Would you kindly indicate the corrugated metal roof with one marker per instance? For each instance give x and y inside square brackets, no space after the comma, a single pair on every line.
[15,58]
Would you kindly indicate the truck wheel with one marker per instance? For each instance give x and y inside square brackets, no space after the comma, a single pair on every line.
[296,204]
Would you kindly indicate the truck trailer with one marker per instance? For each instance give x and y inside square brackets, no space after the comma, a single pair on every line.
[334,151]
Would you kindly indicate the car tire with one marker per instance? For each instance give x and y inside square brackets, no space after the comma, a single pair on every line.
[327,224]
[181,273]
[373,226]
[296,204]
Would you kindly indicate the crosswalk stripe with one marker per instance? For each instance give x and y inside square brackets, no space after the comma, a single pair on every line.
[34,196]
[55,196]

Problem requirements: All lines from the one with "Would you kindly indicate the truck trailer" to the end of the material above should be copied exactly, both ends included, and nothing else.

Response:
Would you kindly indicate the truck trailer with one marker per instance? For each instance give x and y inside square brackets, no space after the comma, a single pair on every line.
[334,151]
Would you kindly indicate the car tire with one marker per instance? For each instance give x and y inside square brackets, no space after the comma, a single pair on every line.
[327,224]
[181,273]
[373,226]
[296,204]
Would you kindly indicate the crosswalk stripe with one marker per instance? For each instance give x and y inside square brackets, no space after the comma, a single pair on every line.
[34,196]
[55,196]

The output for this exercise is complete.